## Problem requirements
Identify each line in the records below that contains the string "pretty", and copy those lines.

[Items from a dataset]
****************
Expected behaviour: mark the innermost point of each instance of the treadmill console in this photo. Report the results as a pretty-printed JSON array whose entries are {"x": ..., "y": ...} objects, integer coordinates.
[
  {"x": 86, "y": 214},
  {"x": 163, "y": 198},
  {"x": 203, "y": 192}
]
****************
## Solution below
Expected behaviour: mark the innermost point of each instance of the treadmill console in this photo. Report the results as a pretty-printed JSON array whose entries are {"x": ..., "y": ...} objects, integer coordinates.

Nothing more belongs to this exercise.